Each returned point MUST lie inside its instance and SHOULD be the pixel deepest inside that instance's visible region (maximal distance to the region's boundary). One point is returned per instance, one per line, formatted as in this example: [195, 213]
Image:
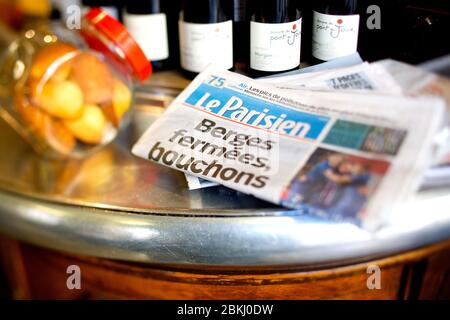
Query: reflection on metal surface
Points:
[117, 206]
[112, 177]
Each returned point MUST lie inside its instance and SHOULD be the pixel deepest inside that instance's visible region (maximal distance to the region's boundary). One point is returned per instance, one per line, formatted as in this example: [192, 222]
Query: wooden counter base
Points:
[36, 273]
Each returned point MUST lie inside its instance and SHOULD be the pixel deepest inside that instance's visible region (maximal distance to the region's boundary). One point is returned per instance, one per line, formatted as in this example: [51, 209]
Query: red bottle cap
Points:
[113, 38]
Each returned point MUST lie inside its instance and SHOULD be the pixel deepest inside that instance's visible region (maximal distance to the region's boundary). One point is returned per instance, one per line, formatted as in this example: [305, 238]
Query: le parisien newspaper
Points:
[347, 156]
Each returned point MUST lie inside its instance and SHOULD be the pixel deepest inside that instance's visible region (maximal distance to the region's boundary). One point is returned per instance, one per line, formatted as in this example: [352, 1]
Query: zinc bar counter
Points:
[136, 231]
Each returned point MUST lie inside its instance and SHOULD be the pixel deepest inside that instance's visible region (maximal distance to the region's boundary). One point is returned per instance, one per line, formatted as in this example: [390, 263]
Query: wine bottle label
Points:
[334, 36]
[202, 44]
[275, 46]
[150, 32]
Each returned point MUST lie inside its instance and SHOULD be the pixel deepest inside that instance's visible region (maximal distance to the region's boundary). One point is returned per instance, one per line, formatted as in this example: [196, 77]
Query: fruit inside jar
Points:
[74, 99]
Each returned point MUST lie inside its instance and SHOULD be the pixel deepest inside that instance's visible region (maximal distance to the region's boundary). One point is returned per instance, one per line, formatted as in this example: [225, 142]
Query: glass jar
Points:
[68, 92]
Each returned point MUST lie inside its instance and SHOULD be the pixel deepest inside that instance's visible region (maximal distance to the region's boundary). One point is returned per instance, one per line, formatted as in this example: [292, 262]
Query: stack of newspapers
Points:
[345, 140]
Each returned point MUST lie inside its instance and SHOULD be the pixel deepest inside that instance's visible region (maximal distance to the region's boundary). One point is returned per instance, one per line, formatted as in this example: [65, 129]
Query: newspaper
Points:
[358, 77]
[344, 156]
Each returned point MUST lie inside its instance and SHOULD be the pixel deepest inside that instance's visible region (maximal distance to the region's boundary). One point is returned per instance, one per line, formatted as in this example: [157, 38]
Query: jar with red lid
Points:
[68, 93]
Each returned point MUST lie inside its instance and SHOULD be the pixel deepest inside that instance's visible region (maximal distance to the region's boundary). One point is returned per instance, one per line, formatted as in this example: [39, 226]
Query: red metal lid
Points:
[119, 38]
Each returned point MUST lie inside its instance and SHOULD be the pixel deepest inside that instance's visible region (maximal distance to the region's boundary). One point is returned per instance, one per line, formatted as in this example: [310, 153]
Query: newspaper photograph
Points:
[343, 156]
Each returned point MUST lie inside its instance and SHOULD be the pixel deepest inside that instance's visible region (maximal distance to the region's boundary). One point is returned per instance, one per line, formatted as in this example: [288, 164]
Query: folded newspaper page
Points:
[359, 77]
[343, 156]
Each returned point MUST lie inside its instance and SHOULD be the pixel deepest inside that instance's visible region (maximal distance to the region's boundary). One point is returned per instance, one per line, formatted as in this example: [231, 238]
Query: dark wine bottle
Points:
[242, 12]
[275, 37]
[147, 23]
[335, 29]
[206, 35]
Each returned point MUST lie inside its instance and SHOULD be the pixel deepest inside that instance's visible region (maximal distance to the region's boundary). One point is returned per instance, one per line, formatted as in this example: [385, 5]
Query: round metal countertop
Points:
[114, 205]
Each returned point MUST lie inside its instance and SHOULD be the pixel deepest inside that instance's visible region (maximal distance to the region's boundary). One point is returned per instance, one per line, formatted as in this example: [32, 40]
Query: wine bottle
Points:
[206, 35]
[275, 37]
[147, 23]
[242, 12]
[335, 29]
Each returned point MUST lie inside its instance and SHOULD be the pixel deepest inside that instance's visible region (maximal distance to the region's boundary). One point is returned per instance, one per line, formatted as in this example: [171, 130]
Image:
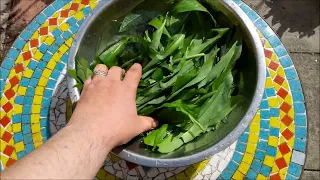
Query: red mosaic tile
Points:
[53, 21]
[279, 80]
[275, 177]
[287, 134]
[285, 107]
[64, 13]
[6, 136]
[7, 107]
[131, 165]
[19, 68]
[287, 120]
[9, 93]
[14, 81]
[267, 53]
[44, 31]
[10, 162]
[8, 150]
[273, 65]
[85, 2]
[74, 6]
[27, 55]
[5, 121]
[282, 93]
[281, 163]
[284, 148]
[34, 43]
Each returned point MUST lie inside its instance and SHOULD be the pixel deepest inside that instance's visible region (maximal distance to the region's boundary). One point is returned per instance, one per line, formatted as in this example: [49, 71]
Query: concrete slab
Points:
[310, 175]
[296, 22]
[307, 66]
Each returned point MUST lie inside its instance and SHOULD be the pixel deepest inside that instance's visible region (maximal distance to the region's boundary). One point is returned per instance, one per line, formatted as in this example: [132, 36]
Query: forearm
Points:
[73, 153]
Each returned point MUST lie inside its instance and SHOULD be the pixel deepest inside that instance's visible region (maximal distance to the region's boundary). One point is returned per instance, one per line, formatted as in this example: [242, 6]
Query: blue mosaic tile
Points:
[274, 41]
[300, 119]
[280, 51]
[48, 93]
[264, 114]
[51, 84]
[270, 92]
[294, 169]
[43, 48]
[259, 155]
[237, 157]
[264, 104]
[241, 147]
[4, 73]
[226, 175]
[19, 99]
[26, 35]
[262, 145]
[272, 151]
[26, 129]
[19, 43]
[47, 56]
[16, 118]
[297, 96]
[264, 124]
[256, 165]
[44, 112]
[33, 26]
[264, 134]
[30, 93]
[41, 18]
[299, 107]
[274, 112]
[21, 154]
[300, 144]
[33, 82]
[28, 100]
[17, 137]
[26, 119]
[295, 85]
[66, 35]
[57, 32]
[243, 137]
[265, 170]
[274, 131]
[300, 132]
[26, 109]
[29, 147]
[232, 166]
[53, 48]
[49, 11]
[55, 74]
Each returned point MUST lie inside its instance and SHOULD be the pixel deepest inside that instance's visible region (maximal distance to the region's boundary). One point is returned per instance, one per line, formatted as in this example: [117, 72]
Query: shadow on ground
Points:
[300, 16]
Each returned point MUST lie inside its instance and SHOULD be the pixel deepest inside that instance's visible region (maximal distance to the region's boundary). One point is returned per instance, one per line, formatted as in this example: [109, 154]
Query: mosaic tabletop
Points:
[35, 105]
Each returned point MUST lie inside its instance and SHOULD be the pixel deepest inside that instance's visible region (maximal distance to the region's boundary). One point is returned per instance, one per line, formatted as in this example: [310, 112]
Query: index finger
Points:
[133, 76]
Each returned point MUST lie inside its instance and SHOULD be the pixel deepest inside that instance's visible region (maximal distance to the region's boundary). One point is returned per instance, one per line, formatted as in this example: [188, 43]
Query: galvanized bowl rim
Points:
[226, 141]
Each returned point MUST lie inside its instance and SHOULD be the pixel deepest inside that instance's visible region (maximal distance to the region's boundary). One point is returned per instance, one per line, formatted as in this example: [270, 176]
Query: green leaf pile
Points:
[188, 81]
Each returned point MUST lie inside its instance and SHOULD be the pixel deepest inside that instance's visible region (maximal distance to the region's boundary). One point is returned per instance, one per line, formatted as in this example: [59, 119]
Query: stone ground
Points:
[295, 21]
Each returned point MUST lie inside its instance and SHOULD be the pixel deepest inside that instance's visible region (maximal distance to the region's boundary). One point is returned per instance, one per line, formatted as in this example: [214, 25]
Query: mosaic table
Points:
[35, 105]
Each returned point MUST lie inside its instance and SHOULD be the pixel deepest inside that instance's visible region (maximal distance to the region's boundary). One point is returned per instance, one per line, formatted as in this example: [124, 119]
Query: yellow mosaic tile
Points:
[238, 175]
[19, 146]
[18, 109]
[16, 127]
[273, 102]
[268, 160]
[273, 141]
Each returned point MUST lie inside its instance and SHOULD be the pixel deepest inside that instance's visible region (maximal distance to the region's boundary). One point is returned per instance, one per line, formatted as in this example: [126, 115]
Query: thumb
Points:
[148, 123]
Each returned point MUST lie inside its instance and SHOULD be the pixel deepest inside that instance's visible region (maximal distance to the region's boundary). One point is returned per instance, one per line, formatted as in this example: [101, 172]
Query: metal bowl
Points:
[100, 26]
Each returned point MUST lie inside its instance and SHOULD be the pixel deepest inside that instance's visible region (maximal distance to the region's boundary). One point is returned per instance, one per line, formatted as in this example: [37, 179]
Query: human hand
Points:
[107, 106]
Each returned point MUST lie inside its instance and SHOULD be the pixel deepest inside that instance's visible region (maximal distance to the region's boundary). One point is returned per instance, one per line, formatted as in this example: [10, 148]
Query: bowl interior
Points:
[103, 30]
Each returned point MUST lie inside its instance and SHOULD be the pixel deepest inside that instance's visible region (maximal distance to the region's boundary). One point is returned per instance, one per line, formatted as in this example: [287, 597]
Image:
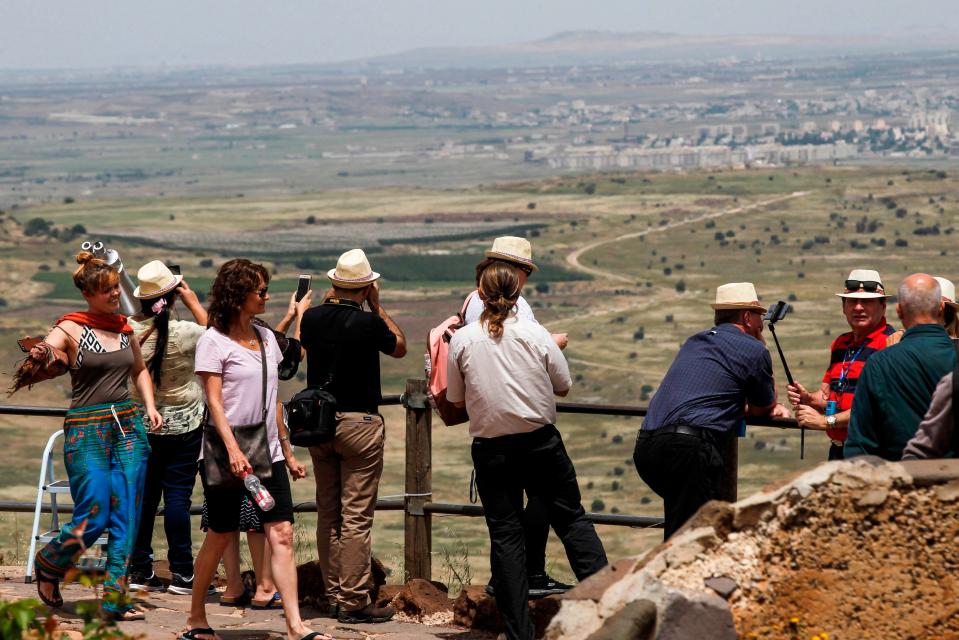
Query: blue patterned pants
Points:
[105, 453]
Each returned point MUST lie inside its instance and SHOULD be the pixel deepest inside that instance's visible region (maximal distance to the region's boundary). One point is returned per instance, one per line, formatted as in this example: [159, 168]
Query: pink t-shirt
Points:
[243, 380]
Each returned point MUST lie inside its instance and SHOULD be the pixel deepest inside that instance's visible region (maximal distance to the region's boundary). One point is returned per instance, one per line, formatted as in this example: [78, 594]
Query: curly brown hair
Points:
[93, 275]
[235, 280]
[500, 289]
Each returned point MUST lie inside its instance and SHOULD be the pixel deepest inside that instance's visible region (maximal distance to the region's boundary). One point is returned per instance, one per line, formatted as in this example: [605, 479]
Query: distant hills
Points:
[606, 47]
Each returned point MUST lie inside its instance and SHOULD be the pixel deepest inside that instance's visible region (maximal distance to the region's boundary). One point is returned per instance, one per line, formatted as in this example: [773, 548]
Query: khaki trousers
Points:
[347, 472]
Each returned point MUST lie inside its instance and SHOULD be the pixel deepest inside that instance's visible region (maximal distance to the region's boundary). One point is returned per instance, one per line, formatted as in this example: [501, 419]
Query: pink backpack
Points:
[437, 351]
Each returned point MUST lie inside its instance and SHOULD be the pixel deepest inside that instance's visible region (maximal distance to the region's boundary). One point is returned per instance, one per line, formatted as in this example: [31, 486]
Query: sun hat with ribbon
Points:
[737, 295]
[352, 271]
[863, 283]
[155, 279]
[513, 249]
[948, 292]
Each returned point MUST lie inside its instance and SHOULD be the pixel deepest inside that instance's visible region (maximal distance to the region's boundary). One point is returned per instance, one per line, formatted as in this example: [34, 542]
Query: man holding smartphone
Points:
[828, 409]
[343, 343]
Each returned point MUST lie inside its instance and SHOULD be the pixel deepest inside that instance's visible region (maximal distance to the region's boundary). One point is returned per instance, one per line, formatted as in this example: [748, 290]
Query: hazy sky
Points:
[107, 33]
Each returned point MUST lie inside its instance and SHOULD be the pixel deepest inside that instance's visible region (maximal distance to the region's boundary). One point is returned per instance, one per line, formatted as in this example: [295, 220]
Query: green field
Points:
[628, 270]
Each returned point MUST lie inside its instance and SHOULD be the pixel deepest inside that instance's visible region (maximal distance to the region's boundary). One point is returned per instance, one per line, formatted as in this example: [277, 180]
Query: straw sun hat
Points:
[154, 280]
[352, 271]
[513, 249]
[737, 295]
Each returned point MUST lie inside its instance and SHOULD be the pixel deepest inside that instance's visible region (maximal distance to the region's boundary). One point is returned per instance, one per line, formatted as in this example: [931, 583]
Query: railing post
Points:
[417, 524]
[728, 485]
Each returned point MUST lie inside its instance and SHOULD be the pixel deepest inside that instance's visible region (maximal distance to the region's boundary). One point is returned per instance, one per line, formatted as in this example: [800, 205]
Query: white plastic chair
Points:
[48, 484]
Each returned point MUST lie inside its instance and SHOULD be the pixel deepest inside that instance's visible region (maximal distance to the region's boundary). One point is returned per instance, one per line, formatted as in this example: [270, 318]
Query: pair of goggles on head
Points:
[869, 286]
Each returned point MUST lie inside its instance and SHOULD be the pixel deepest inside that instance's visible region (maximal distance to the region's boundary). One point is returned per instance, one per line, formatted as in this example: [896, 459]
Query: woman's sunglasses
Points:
[869, 286]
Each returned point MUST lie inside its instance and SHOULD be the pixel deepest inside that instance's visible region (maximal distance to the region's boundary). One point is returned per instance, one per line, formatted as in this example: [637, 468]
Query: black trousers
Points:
[171, 473]
[684, 470]
[538, 464]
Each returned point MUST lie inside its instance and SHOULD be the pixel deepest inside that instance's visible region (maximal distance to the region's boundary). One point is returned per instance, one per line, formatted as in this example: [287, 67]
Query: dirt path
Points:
[573, 258]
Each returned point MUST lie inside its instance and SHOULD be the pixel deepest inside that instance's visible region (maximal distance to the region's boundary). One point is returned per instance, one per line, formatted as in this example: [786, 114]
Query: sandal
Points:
[127, 615]
[237, 601]
[276, 602]
[56, 600]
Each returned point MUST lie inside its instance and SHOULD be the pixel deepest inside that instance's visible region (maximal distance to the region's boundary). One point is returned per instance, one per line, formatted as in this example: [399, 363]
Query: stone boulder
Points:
[421, 598]
[857, 548]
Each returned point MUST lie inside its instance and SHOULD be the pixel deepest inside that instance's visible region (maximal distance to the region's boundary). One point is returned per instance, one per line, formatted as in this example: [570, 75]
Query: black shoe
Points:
[542, 585]
[367, 614]
[184, 586]
[140, 581]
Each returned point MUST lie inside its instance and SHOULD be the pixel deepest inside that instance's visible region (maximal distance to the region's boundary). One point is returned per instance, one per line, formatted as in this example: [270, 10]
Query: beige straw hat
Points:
[352, 271]
[513, 249]
[737, 295]
[948, 292]
[154, 280]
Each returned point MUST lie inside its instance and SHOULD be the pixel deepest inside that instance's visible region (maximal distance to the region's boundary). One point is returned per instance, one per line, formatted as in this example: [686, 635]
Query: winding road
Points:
[573, 258]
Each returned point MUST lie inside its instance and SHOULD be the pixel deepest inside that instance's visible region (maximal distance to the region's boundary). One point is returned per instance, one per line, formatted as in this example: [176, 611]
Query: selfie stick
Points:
[782, 357]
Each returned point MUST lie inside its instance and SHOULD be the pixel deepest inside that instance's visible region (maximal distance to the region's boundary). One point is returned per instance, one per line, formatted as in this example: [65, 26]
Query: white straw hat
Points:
[154, 280]
[864, 275]
[948, 292]
[737, 295]
[513, 249]
[352, 271]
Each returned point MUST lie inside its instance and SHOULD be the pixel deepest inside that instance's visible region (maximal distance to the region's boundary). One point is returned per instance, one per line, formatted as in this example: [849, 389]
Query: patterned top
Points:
[712, 378]
[90, 342]
[180, 397]
[100, 376]
[845, 364]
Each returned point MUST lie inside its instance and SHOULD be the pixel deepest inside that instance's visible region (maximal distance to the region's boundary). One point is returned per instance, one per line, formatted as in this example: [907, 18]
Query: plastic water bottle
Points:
[261, 496]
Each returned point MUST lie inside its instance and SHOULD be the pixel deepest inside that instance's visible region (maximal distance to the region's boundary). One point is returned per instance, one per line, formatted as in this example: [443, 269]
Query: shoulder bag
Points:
[311, 413]
[251, 438]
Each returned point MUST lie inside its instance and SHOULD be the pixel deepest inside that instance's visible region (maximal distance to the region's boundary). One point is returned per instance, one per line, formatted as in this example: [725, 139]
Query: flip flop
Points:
[56, 600]
[237, 601]
[276, 602]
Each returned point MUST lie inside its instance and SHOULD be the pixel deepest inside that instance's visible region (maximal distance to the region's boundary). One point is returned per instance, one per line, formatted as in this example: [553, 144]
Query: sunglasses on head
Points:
[869, 286]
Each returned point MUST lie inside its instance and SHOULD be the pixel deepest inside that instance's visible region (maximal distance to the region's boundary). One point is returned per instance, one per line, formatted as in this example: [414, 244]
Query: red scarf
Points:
[112, 322]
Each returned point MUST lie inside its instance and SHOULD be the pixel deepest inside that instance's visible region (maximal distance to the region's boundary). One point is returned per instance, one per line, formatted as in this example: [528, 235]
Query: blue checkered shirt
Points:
[715, 373]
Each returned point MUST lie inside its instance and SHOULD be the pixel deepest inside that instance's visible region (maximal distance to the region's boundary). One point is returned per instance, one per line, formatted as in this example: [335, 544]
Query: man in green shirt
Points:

◇ ◇ ◇ ◇ ◇ ◇ ◇

# WHAT YOU WILL DO
Output the line that contains "example: [414, 244]", followed by every later line in the listing, with no line omitted and none added.

# WORKED SOLUTION
Each returned point MUST lie inside its instance and SHOULD be the pixel deepest inside that instance's visible region (maximal distance to the region's boundary). One point is returned per instance, one per line, formatted as in this example: [414, 244]
Query: red scarf
Points:
[112, 322]
Each returned point MUST lie inside its instance and SHOULD be the pixel deepest inside that instance's visible region (maximal distance to the region's boundary). One point is returned per instance, one per line, formatted as in this example: [528, 235]
Query: blue checkered shirt
Points:
[715, 373]
Each returned point MUST lie inside its instance and SHOULD be the pixel deepest inside that instance's visible region (maximal distance to the region's boundary). One point is returned per instance, one per line, formatted as in this example: [335, 544]
Query: man in green shirt
Points:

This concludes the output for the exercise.